> Extract to read:
HubSpot’s 2026 State of Marketing report found 53% of marketers are struggling to stand out in an AI-saturated market, and 61% say a strong brand point of view is now essential. 

In other words, everyone can produce content. Few can produce something distinctive.

HubSpot also found that 83% of marketers say they’re expected to produce more content than ever before, and 71% say AI helps them create significantly more of it. So, the rate of production is accelerating. More posts. More videos. More emails. Same attention span.

Alex Hormozi tackled this exact dilemma in his video, “What Has Value in the Age of AI?” 

For starters: 

“When there is infinite information, the value is in the selection and curation because no one has the time to consume all of it to figure out what’s good. At the end of the day, most of the time we’re always selling time, a compressed time.”

That’s what agents need to understand. What you’re competing on is who can give buyers and sellers real value and clarity faster than anyone else in your market.

Let’s start with why generic AI content is invisible and what actually stands out in 2026.

When Information Is Free, Curation Becomes the Product

AI didn’t make information free. The internet did that a long time ago. What AI did was make it effortless to package and push out.

Hormozi put it this way: 

“Information has been free for a very long time. There’s this great thing called the internet, and people could search for information and it was readily available.”

Home buyers can Google mortgage rates (or tap on a mobile app). Sellers can pull automated estimates in seconds. Investors can scan comps without ever picking up the phone. 

What they can’t do quickly is decide what actually matters right now in your market.

As Hormozi puts it:

“Removing friction from people’s lives will always be something that humans will go towards.”

So, here’s what curation sounds like:

  • “Here’s what changed in rates this week and what it means for a $600,000 buyer in our county.”
  • “Three of the five new listings in this price range are overpriced and here’s why.”
  • “If you’re waiting for prices to drop, this is the metric you should actually be watching.”

That kind of framing saves people time. It reduces mental load. It makes decisions easier.

In a market flooded with polished AI summaries, the agent who removes friction becomes the shortcut. And the shortcut is the one people call.

Generic AI Content Is Invisible

A lot of what’s getting published right now is technically correct, visually clean… and completely forgettable.

HubSpot’s data makes that hard to miss. 

  • 52% of marketers say AI has made content less effective overall.

> Entries:
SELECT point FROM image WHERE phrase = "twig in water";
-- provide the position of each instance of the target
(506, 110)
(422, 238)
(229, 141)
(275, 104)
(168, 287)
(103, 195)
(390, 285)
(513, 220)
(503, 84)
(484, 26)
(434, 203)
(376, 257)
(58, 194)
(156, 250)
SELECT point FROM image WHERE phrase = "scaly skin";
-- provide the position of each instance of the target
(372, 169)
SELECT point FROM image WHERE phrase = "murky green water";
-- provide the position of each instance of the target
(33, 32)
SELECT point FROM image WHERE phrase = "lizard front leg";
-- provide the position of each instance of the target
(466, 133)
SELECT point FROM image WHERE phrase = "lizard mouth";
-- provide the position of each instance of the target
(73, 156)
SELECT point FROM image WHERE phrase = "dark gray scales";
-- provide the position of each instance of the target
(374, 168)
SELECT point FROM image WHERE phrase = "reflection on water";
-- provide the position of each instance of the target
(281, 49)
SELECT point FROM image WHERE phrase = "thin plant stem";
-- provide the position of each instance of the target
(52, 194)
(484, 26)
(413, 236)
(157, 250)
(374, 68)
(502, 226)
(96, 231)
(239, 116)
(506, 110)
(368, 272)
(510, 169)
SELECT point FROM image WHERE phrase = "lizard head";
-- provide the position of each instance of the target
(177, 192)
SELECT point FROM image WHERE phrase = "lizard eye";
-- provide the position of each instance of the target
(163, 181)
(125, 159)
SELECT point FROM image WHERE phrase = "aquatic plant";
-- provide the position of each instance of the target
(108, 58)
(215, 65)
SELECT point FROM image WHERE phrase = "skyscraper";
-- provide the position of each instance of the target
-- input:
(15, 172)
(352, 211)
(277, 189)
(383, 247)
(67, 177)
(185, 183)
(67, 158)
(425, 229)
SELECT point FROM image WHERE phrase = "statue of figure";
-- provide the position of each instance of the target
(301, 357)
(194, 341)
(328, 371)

> Problem A:
According to the marketing excerpt, what percentage of marketers say a strong brand point of view is now essential?
> Problem B:
Output the part of the marketing excerpt that begins at the words "AI didn’t make" and stops after "now in your market.".
The data bears no relation to the marketing excerpt.

> Complete answer A:
61%

> Complete answer B:
AI didn’t make information free. The internet did that a long time ago. What AI did was make it effortless to package and push out.

Hormozi put it this way: 

“Information has been free for a very long time. There’s this great thing called the internet, and people could search for information and it was readily available.”

Home buyers can Google mortgage rates (or tap on a mobile app). Sellers can pull automated estimates in seconds. Investors can scan comps without ever picking up the phone. 

What they can’t do quickly is decide what actually matters right now in your market.